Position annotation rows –
○ ○ ○ ○
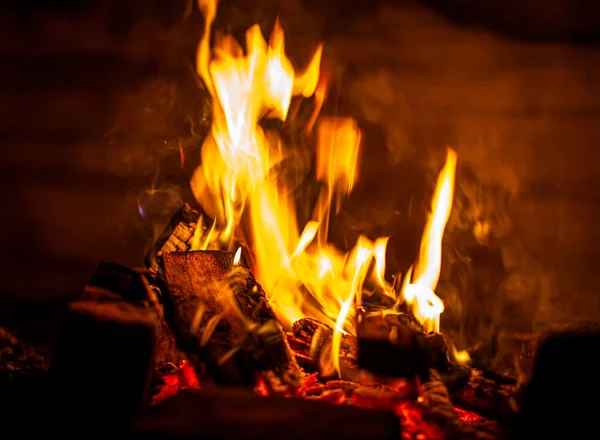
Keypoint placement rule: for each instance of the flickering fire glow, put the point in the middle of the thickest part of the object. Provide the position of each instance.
(240, 184)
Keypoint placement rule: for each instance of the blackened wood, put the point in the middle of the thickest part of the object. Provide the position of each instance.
(434, 395)
(394, 345)
(561, 399)
(493, 396)
(103, 355)
(120, 279)
(311, 341)
(220, 314)
(19, 360)
(115, 282)
(235, 414)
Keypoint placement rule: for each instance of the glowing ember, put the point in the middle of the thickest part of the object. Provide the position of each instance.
(240, 184)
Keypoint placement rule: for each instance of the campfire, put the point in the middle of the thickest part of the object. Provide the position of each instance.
(245, 302)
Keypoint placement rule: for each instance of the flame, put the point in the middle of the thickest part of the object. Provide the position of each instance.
(239, 185)
(419, 294)
(237, 257)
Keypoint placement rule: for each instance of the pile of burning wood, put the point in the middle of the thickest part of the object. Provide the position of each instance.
(198, 320)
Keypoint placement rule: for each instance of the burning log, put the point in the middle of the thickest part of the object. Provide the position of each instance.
(310, 339)
(238, 414)
(133, 286)
(395, 345)
(220, 315)
(19, 360)
(177, 236)
(435, 397)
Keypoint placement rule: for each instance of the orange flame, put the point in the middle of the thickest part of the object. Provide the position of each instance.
(419, 294)
(239, 186)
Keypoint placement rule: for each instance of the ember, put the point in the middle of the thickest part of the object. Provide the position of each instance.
(246, 312)
(233, 325)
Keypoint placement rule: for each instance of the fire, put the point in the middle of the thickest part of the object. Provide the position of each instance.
(240, 185)
(419, 294)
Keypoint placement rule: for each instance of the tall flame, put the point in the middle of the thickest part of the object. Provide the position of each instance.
(239, 186)
(420, 293)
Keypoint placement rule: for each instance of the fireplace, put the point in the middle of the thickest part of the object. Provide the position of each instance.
(299, 219)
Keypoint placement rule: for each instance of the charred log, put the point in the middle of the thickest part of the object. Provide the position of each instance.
(103, 354)
(394, 345)
(177, 236)
(235, 414)
(310, 340)
(559, 401)
(111, 280)
(19, 360)
(434, 396)
(221, 316)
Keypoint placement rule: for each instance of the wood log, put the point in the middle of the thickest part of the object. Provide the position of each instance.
(310, 340)
(177, 236)
(493, 396)
(236, 414)
(19, 360)
(560, 399)
(138, 287)
(221, 316)
(103, 354)
(119, 279)
(390, 345)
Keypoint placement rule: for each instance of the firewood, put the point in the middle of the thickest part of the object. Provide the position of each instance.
(116, 282)
(310, 340)
(493, 396)
(119, 279)
(236, 414)
(177, 236)
(435, 396)
(388, 345)
(19, 360)
(103, 354)
(221, 317)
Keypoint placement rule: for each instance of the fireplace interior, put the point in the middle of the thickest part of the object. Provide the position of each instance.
(300, 219)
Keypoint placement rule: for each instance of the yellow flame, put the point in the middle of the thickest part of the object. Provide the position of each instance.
(238, 185)
(420, 293)
(237, 257)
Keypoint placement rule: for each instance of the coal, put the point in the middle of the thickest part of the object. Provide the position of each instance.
(222, 319)
(238, 414)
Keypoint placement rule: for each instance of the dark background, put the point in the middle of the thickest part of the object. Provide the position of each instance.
(97, 97)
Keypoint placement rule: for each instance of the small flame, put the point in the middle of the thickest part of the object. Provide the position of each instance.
(239, 185)
(237, 257)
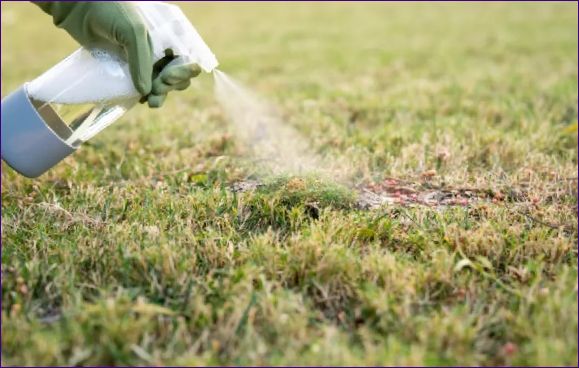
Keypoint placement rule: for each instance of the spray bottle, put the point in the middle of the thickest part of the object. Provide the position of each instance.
(48, 118)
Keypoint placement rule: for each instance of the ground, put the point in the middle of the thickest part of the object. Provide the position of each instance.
(454, 240)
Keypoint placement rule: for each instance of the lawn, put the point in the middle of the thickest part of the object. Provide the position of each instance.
(447, 236)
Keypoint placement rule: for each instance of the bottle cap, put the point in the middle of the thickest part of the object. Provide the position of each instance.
(32, 142)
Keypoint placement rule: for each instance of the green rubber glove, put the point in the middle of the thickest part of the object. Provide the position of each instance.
(117, 27)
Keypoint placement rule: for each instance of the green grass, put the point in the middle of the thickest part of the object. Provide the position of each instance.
(135, 251)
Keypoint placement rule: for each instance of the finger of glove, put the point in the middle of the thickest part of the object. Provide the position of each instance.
(160, 88)
(179, 73)
(140, 57)
(156, 101)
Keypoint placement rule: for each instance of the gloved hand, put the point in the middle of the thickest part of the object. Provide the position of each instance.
(117, 27)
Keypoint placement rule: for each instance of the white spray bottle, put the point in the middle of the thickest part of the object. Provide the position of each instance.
(47, 119)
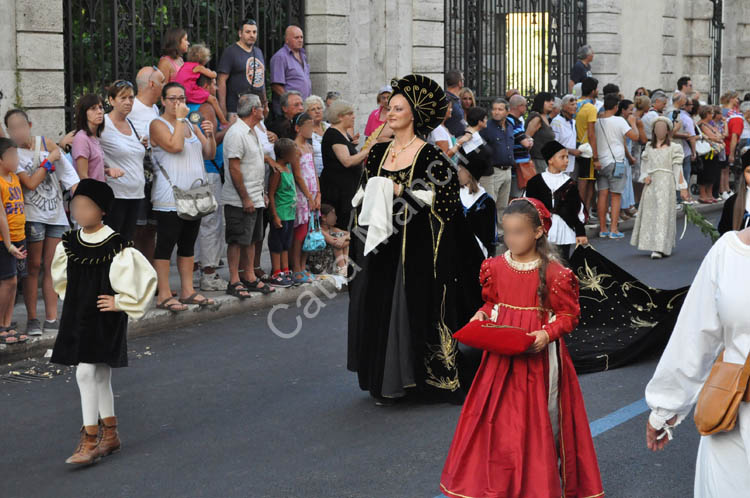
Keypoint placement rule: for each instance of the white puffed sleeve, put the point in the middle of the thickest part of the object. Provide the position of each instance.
(134, 281)
(692, 349)
(59, 270)
(677, 158)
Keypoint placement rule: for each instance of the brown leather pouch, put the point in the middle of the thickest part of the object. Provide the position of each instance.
(721, 395)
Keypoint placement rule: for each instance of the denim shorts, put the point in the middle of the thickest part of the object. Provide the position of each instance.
(10, 266)
(37, 232)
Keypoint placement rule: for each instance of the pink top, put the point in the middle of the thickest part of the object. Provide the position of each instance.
(373, 122)
(188, 78)
(175, 63)
(87, 146)
(309, 173)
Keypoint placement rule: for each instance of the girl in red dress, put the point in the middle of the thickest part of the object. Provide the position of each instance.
(523, 430)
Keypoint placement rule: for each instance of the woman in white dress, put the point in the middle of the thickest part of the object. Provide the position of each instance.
(661, 173)
(714, 318)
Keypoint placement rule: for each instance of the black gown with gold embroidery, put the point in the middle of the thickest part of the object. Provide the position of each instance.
(411, 293)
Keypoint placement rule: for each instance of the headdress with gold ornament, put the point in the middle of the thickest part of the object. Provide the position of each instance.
(426, 98)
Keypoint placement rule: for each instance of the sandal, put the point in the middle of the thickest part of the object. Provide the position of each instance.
(8, 336)
(238, 290)
(261, 275)
(200, 302)
(173, 307)
(258, 286)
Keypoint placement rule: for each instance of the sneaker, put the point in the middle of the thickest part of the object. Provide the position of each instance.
(33, 327)
(51, 326)
(280, 280)
(213, 282)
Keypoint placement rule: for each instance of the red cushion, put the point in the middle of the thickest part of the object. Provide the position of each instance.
(501, 339)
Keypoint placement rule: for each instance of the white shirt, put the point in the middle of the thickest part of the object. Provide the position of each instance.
(125, 152)
(713, 318)
(610, 134)
(318, 153)
(141, 116)
(240, 142)
(262, 133)
(183, 170)
(439, 134)
(648, 122)
(565, 133)
(559, 233)
(44, 204)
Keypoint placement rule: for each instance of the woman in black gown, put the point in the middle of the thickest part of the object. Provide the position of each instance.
(413, 287)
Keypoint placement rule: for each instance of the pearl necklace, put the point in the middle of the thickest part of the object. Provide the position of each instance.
(395, 154)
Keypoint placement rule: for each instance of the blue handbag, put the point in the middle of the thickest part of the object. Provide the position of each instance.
(314, 240)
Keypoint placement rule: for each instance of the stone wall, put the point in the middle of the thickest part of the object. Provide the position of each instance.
(357, 46)
(651, 44)
(32, 62)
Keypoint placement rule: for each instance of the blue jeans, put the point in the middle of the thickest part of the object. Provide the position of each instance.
(686, 169)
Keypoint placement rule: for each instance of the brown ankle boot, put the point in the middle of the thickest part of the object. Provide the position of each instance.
(109, 441)
(87, 451)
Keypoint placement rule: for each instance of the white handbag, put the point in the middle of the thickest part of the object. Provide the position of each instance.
(195, 203)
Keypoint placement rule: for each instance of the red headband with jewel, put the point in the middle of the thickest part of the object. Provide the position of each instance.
(544, 216)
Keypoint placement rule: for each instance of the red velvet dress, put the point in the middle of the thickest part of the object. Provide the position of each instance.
(505, 445)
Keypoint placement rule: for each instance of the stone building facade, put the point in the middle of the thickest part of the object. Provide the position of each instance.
(32, 62)
(653, 43)
(358, 46)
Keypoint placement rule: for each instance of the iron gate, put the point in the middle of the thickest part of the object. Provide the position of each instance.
(714, 34)
(107, 40)
(525, 44)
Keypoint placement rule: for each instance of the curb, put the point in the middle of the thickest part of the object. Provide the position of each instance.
(592, 231)
(156, 320)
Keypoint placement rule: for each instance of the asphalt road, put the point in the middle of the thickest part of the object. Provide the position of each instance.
(229, 409)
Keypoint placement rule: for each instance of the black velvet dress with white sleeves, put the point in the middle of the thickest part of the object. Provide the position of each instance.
(567, 203)
(416, 288)
(86, 334)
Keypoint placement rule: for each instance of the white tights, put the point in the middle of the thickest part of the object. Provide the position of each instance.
(95, 384)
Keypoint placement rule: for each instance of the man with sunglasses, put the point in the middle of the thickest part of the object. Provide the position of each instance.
(241, 69)
(289, 68)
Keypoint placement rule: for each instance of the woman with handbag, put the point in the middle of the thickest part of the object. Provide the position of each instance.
(308, 196)
(713, 319)
(661, 172)
(122, 148)
(178, 150)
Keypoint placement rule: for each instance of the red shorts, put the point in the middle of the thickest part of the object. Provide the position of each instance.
(300, 232)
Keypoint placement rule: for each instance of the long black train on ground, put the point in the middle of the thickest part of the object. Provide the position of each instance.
(622, 319)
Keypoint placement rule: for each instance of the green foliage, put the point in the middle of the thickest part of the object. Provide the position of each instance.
(706, 227)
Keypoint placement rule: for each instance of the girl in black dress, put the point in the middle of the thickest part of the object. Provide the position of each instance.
(560, 196)
(107, 281)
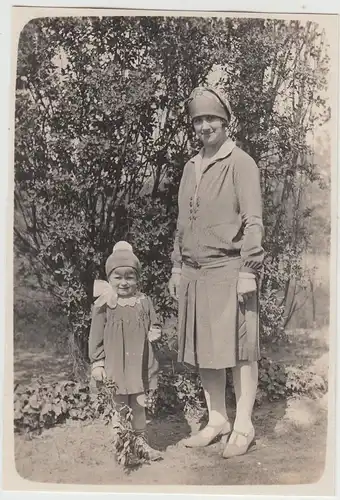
○ ○ ○ ○
Exercise directions –
Please turn the part of the rows that opens with the line containing "Keypoint placement rule: for each instance of the girl in black" and runs through the end of the rows into a two-column CSV with the columns "prompt" and "points". Make one line for each request, put each field in quotes with its line breaks replaced by spaces, and leave the pictures out.

Task solution –
prompt,points
"Keypoint placement rule: for each instance of the girl in black dress, put the point in the middle of the thickest part of the object. Provide the position of each instance.","(560, 196) (107, 281)"